**RECORDS PROVIDED:**
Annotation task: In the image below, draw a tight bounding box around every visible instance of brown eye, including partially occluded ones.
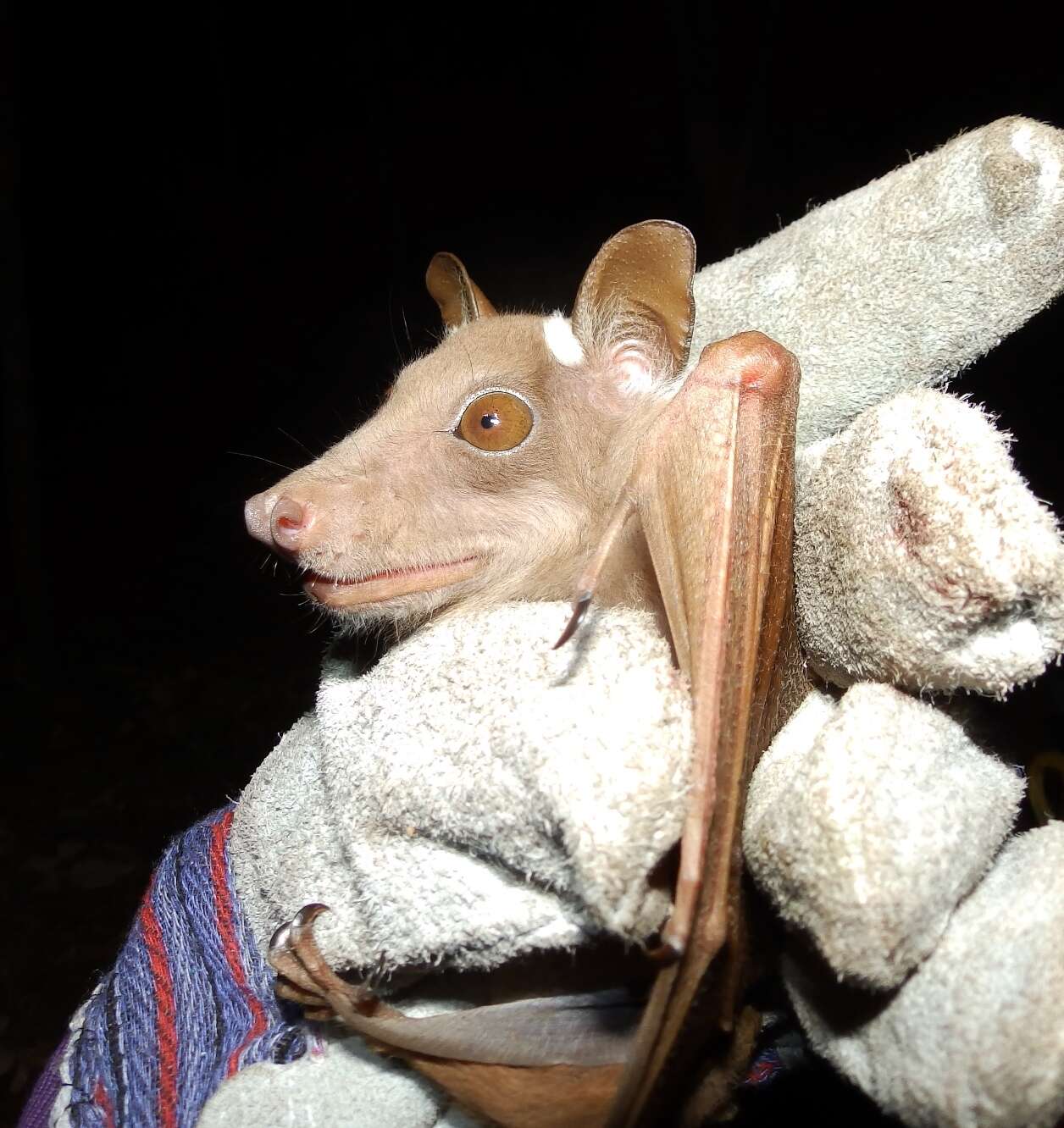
[458,391,533,450]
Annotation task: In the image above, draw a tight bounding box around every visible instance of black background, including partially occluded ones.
[0,0,1064,1122]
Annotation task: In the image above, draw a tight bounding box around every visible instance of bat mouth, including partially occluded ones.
[302,556,480,608]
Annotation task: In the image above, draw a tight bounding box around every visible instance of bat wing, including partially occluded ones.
[608,333,802,1125]
[271,333,803,1128]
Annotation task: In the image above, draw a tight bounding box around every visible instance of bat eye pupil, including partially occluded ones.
[453,388,535,453]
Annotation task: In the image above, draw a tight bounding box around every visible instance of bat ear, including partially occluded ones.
[425,251,496,329]
[574,218,695,390]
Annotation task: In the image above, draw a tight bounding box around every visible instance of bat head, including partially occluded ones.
[245,220,695,628]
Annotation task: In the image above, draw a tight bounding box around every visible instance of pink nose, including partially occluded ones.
[244,493,313,553]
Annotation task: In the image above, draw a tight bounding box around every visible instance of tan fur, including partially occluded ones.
[406,1056,622,1128]
[248,224,694,633]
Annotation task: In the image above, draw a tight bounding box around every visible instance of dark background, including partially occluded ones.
[0,0,1064,1122]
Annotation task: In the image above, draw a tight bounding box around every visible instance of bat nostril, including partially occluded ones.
[269,497,313,550]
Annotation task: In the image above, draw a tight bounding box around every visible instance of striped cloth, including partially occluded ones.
[19,806,312,1128]
[18,806,801,1128]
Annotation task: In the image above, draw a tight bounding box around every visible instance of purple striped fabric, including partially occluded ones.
[19,806,308,1128]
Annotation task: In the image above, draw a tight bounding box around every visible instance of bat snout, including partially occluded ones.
[244,493,315,556]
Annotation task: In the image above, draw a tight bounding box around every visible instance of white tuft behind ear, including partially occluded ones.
[543,313,584,368]
[608,340,656,396]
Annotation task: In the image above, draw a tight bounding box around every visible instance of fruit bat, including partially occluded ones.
[245,221,802,1128]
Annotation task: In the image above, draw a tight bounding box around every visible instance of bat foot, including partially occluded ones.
[266,904,385,1026]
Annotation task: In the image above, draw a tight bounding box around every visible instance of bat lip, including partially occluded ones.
[302,556,480,609]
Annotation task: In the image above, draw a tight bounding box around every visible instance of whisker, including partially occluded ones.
[225,450,296,473]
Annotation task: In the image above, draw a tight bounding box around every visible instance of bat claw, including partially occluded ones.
[551,591,592,650]
[646,940,684,968]
[268,904,386,1024]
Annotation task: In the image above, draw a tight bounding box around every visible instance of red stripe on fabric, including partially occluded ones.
[92,1081,115,1128]
[140,880,177,1128]
[210,808,269,1077]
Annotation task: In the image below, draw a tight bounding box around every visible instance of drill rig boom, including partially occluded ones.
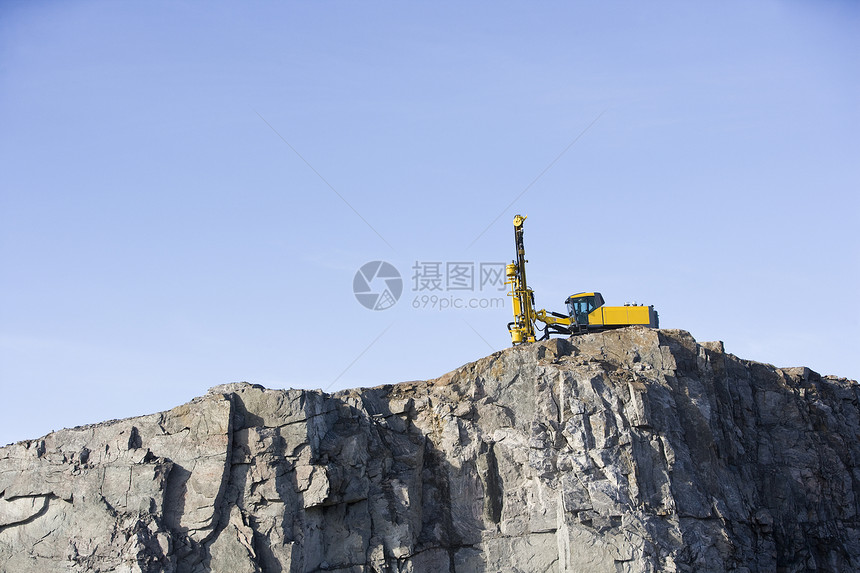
[505,215,659,345]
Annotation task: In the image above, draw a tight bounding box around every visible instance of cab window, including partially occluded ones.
[567,296,598,324]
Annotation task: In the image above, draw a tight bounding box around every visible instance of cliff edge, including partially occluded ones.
[0,327,860,573]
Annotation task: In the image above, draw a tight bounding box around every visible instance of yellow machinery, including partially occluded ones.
[505,215,660,344]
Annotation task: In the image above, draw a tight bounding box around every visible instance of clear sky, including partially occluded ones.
[0,0,860,443]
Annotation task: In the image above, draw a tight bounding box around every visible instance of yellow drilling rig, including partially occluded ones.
[505,215,660,345]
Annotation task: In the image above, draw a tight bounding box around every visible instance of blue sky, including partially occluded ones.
[0,1,860,443]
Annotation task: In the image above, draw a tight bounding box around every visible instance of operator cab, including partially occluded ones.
[564,292,603,325]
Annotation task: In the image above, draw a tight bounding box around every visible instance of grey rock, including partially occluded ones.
[0,328,860,573]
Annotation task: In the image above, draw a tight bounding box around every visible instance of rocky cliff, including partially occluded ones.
[0,328,860,573]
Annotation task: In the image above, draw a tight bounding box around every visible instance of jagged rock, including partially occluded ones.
[0,328,860,573]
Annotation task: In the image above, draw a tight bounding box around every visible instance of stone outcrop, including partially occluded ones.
[0,328,860,573]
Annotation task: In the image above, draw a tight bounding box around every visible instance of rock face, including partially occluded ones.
[0,328,860,573]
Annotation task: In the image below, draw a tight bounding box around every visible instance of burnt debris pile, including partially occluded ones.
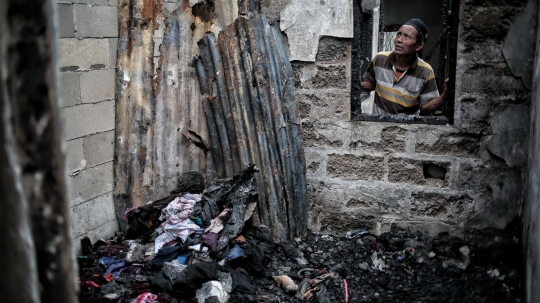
[78,165,521,303]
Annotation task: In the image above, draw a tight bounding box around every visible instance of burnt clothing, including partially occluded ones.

**TASK REQUIREMENTS:** Copy all of the data above line for line, leaving out the pictures.

**ANSWER TO THIS TASK:**
Annotation task: In the image below, draw a tight bounding box around every visible instance of brown eye, including partially occluded ones.
[458,391,533,450]
Annotation task: In the image above, draw a tight bounding box around every visible instance of black background, including partially occluded ones.
[0,0,1064,1122]
Annotation task: In the image above, draw a tight bounding box around every visible instance of bat mouth, including partially occluded ones.
[302,556,480,608]
Annotation task: In the image above, draw a tight bounding box around every visible instance of bat wing, including partially occluded ones.
[608,333,802,1125]
[271,333,803,1128]
Annotation task: In the image above, draw a tight bounding box around every visible instance of bat eye pupil, including partially occluded ones.
[453,388,535,453]
Annotation task: In the image above, draw a tight bounding box around every visible instance of bat ear, including partially occluded ones.
[425,251,496,329]
[574,218,695,390]
Annotation task: In the image above, draw a tight bounding box around every visible instance of bat head, including partially occluded ones.
[245,220,695,628]
Annotation task: In the image above, draw a tight bounding box around every visible instance of pink nose, including partially occluded ones.
[244,493,313,553]
Annotation task: In the image above, draw a tight bounding box around every visible instance of tan fur, including partially occluded ones.
[406,1056,622,1128]
[248,224,694,633]
Annotation task: In the image above, draw a tight bounding box around every visible instance of dark background, including partially occluded ones.
[0,0,1064,1122]
Annotation task: In the image above, draw a tight bounding box around every visible instance of bat nostril, including partially occluded ones.
[269,497,313,550]
Annotation task: In the image above, draw a tight bounding box around every visible instance of striped cloth, including partially occluded ones.
[19,806,312,1128]
[18,806,801,1128]
Annotation task: In the image above, draw a tight bounding box around every visible instance of purple striped fabric, including partially occluded ones.
[19,806,308,1128]
Annotation task: In the image above, draw a tight bounding box around every visible instance of bat snout, including partially occluded ones.
[244,493,315,556]
Annotation task: In the image above, draw a tight bounding box around every visible instance of white tuft behind ear, including partially occluded ones.
[543,313,584,368]
[608,340,656,396]
Annotation task: In the image above, draw a tight bounding box around every visible instance of fruit bat, including partially occluded ones.
[245,221,802,1128]
Annotation task: In the image above, draw a tight bounding box around every visible instance of bat foot, including partially occluded ones.
[266,904,385,1026]
Annotation task: In the image above, draw a tight bounding box around every visible instance of bat lip, including partially occluded ones.
[302,556,480,609]
Annotation task: In the image above, draw a tight bounding box around every visible instance of whisker, including partially occluded ones.
[225,450,296,473]
Annotation task: In the image above, draw a tight bounding box around every visible instance of bat claw, including partially occluded ones.
[551,591,592,650]
[646,940,684,968]
[268,904,386,1024]
Annotation task: In the image above, draw a tight bounding box around every visible instance of red stripe on fabric, including partially occluded ones.
[92,1081,115,1128]
[140,880,177,1128]
[210,808,269,1077]
Annotation task: In the image below, draw a tight bounding box around every visible instance of drill rig boom, including partially occluded ones.
[505,215,659,345]
Annotation task: In the image above, draw a tight bounding box around every visible instance of cab window, including partially occluded ones.
[567,296,598,324]
Annotation task: In the image above, draw a tight bounding box around every visible instance of cliff edge, including partially occluded ones.
[0,327,860,573]
Annotation task: In the image above, draw a tight bounding box around every visible instance of yellow machinery, including partially occluded ones.
[505,215,660,344]
Annotation task: In the image above, draw a tight bounding box around every visible instance of clear sky, including partially occluded ones.
[0,0,860,443]
Annotation task: In the image above, draw a tight bounding box around every visible instance of yellow drilling rig, including partially occluded ones.
[505,215,660,345]
Annotation task: In the image above, draw a tight bounding box around every visible instance of blue sky, including partially occluded ones.
[0,1,860,443]
Annotation task: In the image above, draw a tight bounding box around every visible instance of operator cab, including partially occluded ones.
[564,292,603,325]
Annotation task: In the image above, draw a tight bounding box around every visible instance of grey rock, including partially occluded ones.
[0,328,860,573]
Annotation task: In the image above, draw a tight bounding box around every visible instance of rocky cliff, including partially occluded ones.
[0,328,860,573]
Annotation task: In the image above, draw a tight bounding box around every visible instance of jagged rock, including partially occluded ones.
[0,328,860,573]
Annotation task: In the image above, draw a tight bounding box around every visible instance of stone outcrop, including partially occluded ones.
[0,328,860,573]
Annotation task: In the image above, draw a tight bounding box around every visible instance of rock face, including partially occluded ones.
[0,328,860,573]
Annotation task: In the image below, draw a tight bounding box around every visible instance of burnt debris pile, including partially occluded ones.
[78,165,521,303]
Annotation task: In the image above, draw a tight bounding box around every visible instance of burnt clothing, including partially occluded ones.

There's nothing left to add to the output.